Problem requirements> Every line of the data needs to be returned exactly.

(Data excerpts)
------------------------

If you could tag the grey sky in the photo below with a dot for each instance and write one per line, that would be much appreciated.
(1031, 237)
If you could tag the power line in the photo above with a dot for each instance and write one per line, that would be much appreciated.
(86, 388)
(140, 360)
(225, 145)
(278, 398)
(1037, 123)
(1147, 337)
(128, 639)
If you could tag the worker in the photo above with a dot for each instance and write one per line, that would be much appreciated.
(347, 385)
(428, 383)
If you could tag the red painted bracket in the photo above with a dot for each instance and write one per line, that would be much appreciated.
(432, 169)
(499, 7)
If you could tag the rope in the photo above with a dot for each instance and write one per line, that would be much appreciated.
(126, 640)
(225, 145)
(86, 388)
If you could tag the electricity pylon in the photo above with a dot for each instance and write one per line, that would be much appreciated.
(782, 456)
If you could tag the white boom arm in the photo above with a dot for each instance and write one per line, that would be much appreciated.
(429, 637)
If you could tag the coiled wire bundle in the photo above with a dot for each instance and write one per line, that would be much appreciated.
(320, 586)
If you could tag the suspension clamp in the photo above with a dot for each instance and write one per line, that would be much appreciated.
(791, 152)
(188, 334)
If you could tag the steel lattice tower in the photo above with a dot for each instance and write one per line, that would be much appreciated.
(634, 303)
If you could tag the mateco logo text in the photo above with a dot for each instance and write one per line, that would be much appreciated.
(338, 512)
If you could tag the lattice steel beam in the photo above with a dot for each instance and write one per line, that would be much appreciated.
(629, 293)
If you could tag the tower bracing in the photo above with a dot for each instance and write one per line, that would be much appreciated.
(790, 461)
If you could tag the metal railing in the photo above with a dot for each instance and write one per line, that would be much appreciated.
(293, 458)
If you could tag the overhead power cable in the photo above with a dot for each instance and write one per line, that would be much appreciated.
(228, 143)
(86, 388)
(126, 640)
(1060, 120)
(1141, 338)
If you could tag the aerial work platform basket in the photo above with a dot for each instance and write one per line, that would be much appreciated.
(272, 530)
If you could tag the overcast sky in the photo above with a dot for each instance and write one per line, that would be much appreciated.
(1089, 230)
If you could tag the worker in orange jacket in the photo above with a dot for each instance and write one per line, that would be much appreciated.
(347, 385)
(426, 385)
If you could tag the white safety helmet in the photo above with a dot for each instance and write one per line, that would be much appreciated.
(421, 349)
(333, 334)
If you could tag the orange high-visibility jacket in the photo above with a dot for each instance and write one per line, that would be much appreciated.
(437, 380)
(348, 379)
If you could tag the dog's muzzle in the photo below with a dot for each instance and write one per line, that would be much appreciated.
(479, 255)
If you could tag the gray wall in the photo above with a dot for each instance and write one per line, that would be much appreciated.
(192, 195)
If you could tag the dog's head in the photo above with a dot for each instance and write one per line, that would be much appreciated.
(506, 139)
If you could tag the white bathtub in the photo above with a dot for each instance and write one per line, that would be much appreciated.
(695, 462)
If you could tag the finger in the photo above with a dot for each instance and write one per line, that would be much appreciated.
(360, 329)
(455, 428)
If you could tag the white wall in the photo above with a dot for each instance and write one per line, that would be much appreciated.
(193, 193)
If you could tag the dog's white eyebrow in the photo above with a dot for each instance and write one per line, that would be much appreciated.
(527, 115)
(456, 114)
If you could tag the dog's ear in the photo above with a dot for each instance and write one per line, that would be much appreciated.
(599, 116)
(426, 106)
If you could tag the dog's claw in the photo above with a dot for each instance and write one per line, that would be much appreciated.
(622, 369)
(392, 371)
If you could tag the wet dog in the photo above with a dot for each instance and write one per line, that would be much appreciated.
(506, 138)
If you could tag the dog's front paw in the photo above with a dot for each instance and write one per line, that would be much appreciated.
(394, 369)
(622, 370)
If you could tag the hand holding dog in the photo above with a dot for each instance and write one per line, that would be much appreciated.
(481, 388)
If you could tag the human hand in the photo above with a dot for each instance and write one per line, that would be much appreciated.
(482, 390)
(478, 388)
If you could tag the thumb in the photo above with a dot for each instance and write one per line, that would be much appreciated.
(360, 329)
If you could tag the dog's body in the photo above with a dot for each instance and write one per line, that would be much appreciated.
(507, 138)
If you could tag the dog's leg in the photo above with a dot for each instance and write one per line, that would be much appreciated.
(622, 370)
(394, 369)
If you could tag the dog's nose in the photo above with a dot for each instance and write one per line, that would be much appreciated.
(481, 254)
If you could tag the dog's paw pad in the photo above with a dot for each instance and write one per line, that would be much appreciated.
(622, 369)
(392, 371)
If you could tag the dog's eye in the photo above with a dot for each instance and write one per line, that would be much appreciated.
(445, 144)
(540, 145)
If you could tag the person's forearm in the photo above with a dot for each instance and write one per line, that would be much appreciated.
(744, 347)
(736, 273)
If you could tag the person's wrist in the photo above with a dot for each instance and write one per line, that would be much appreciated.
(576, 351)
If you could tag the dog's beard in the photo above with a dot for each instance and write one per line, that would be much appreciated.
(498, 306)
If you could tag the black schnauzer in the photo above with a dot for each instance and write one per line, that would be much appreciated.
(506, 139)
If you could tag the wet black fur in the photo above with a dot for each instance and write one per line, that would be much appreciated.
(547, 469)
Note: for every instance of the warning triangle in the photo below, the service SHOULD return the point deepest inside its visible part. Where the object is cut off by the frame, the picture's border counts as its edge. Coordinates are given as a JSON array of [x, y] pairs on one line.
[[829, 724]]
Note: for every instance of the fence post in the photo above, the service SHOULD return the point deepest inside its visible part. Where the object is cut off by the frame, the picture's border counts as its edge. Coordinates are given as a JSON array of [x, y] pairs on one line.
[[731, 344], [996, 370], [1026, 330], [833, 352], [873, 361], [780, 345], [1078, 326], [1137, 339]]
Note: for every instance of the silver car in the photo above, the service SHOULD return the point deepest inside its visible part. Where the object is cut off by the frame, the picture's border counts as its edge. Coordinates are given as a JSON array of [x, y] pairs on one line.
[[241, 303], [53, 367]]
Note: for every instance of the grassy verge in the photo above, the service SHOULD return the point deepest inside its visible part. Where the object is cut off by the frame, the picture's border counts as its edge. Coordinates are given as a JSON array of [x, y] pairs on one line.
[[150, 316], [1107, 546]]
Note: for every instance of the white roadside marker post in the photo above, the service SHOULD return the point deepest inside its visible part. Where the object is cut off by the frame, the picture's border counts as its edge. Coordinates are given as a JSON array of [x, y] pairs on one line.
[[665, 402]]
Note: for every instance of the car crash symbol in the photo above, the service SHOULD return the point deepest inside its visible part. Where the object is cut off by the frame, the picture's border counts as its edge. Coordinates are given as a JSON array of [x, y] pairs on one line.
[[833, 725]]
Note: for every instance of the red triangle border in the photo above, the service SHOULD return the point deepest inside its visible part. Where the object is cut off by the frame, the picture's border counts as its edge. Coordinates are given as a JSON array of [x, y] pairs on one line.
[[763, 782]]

------------------------

Result of this task>
If you could tag the grey sky in the photo below with a dot for each instance and write one per line, that would be much appreciated.
(1031, 237)
If you could tag the power line in the photo above with a dot for each instance and write one per line, that would be much appreciated.
(86, 388)
(140, 360)
(225, 145)
(278, 398)
(1037, 123)
(1147, 337)
(128, 639)
If you could tag the worker in the photo above with a dot for each instance and write one per line, that would be much appreciated.
(347, 385)
(428, 383)
If you could tag the red painted bracket in the photo above with a dot for each instance and write one per line, that would be much appreciated.
(432, 169)
(499, 7)
If you could tag the rope in the photo above with a dot for each instance and write one per line, that would be much appreciated.
(126, 640)
(225, 145)
(86, 388)
If you could tag the electricity pylon in the photo above with a dot for each instance and write one per line, that would be much appreciated.
(782, 456)
If you could tag the white boom arm in the photo above with a dot for each instance and write one per line, that would be much appreciated.
(429, 637)
If you could tag the coiled wire bundle in the photo above with a dot for each instance and write one per line, that would be much appreciated.
(320, 586)
If you could tag the suspension clamp in the photo above with a dot for each instance and write one per line, that would be much appreciated.
(791, 152)
(188, 334)
If you could tag the steel lattice tower in the photo above with a dot for each instance and write one per line, that would be much appreciated.
(634, 303)
If you could tag the mateco logo text in the photo above with a dot for each instance and write one per line, that would be much appreciated.
(338, 512)
If you could tag the lattice steel beam in the photo above with a dot for each instance and write one per line, that would be much appreciated.
(629, 293)
If you could tag the tower bracing in the photo above with a dot for each instance and write one per line, that would be much appreciated.
(790, 461)
If you could tag the metal railing in the photo above with a dot for each instance and write one per line, that would be much appreciated.
(293, 458)
If you could tag the overhead power cable in the photo above with a dot for each instance and write one per line, that would be much appreciated.
(228, 143)
(86, 388)
(126, 640)
(1060, 120)
(1141, 338)
If you could tag the aerial work platform basket in the photo above with a dot for each instance and write one per line, that would be much appreciated.
(272, 530)
If you could tag the overcast sky in the photo above with a dot for each instance and write one per line, that would be much appreciated.
(1089, 230)
If you could tag the worker in orange jacket in the photo above with a dot for each instance and write one per line, that would be much appreciated.
(347, 385)
(426, 385)
If you could tag the white safety helmet in the photo above with a dot for each instance and write one per line, that would be much appreciated.
(421, 349)
(333, 334)
If you could tag the orange high-visibility jacket in the photo above with a dot for each instance and write one per line, that would be much appreciated.
(437, 380)
(348, 379)
If you could tag the dog's muzzle in the photo below with a dot for each instance and write one per line, that would be much appreciated.
(479, 255)
If you could tag the gray wall in the photo above with a dot for each instance and write one per line, that would be much appreciated.
(192, 195)
If you could tag the dog's head in the photo above with a dot for each instance and write one per line, that would be much appreciated.
(506, 139)
If you could tag the white bathtub in the photo above with a dot for each instance and write one per line, that would be much appreciated.
(695, 462)
If you could tag the finger in the photo above with a dot for each instance and write one per line, that would be much appreciated.
(360, 329)
(455, 428)
If you could tag the white wall in the photo above with a dot for each instance and write one per line, that would be much appreciated.
(193, 193)
If you could tag the dog's white eyebrow in the photo above with a dot for each instance and write one per line, that would be much appreciated.
(527, 115)
(456, 114)
If you could tag the dog's ear in the photo above with a dot for each instance and write one per line, that would be much appreciated.
(599, 116)
(426, 106)
If you could tag the dog's claw in the photo above with a dot for each instance and write one per line, that would be much appreciated.
(622, 369)
(392, 371)
If you could tag the wet dog in the photo above with a dot for each instance and write one per line, that would be much appreciated.
(506, 138)
If you could tag the dog's front paw in the photo above with a dot for each instance and write one per line, that would be much appreciated.
(394, 369)
(622, 370)
If you could tag the hand holding dog in the photo above with a dot for each instance and write one per line, that would be much appreciated.
(481, 388)
If you could tag the human hand in the photo above with a dot for each instance and write one per line, that would be much appreciated.
(482, 390)
(478, 388)
If you could tag the thumb in the photo above with a dot for each instance and write one per line, that would be much appreciated.
(360, 329)
If you could tag the dog's body in the photo above with a dot for each instance and write one per line, that would be much appreciated.
(507, 138)
If you could tag the dog's leg in the photo above with a dot for each instance and write one per line, that would be much appreciated.
(622, 370)
(394, 369)
If you could tag the dog's nose in the photo above with a dot for each instance and write one per line, that would be much appreciated.
(481, 254)
If you could tag the dog's paw pad in the photo above with a dot for each instance and write one per line, that would be much appreciated.
(622, 369)
(392, 371)
If you could tag the dog's eye in the photo above with a dot for each instance and write one per line, that would be much appreciated.
(445, 144)
(540, 145)
If you could tag the person's forearm in the photo above with a dot for each instance and write one per line, that would be much appreciated.
(744, 347)
(736, 273)
If you could tag the person's wrist in the photo above with a dot for each instance and write one per line, that would be much appreciated.
(576, 351)
If you could tag the dog's beard in the photo above with a dot for each instance and write one per line, that would be much appreciated.
(498, 306)
If you could tag the black schnauzer in the photo above with a dot for each instance and write one per line, that would be much appreciated.
(506, 139)
If you could tag the wet black fur in the photo above with a dot for each instance and write one per line, that would be much appreciated.
(547, 469)
Note: for every instance of the warning triangle in the photo below, the service SHOULD return the point deepest inside its visible part. Where the object is cut off by the frame, the picture's border counts as its edge. Coordinates are given as a JSON array of [x, y] pairs on one line.
[[829, 724]]
Note: for every instance of the fence post in the photo above, the service SHOULD return the point deepest inside its visible part. Where the object is cut off by the frame, the picture's border counts as its edge. Coordinates are given as a JSON array of [x, y] pairs on one line.
[[731, 344], [996, 370], [1026, 330], [833, 352], [873, 361], [780, 345], [1078, 326], [1137, 339]]
Note: for every instance of the silver car in the photo above, the service SHOULD return the point deepest inside its visible part. Where the object is cut off by the frame, the picture's border counts as its edge. Coordinates are given as a JSON array of [x, y] pairs on one line.
[[241, 303], [53, 367]]
Note: for every instance of the grassy verge in the photo above, the service SHOULD return the point deepest inside its visible part. Where the object is cut off by the frame, the picture's border counts as its edge. Coordinates are given as a JSON array of [x, y] pairs on one line.
[[150, 316], [1107, 546]]
Note: for every instance of the white roadside marker post in the photo above, the service SHOULD return the point deepest inside its visible part. Where the object is cut off by the frame, the picture's border counts as its edge. Coordinates are given as a JSON array of [x, y] pairs on one line.
[[665, 402]]
Note: for every instance of the car crash symbol in the photo above, the service SHOULD return the point deepest inside its visible part. Where the object is cut off by the frame, the picture's border counts as its edge. Coordinates are given as a JSON array of [x, y] pairs on one line.
[[833, 725]]
Note: for every instance of the red triangle border in the photo above, the service SHOULD return the point deepest inside its visible part. Where the object is cut off by the frame, the picture's border counts as its edge. Coordinates are given as a JSON array of [x, y] pairs on one line.
[[763, 782]]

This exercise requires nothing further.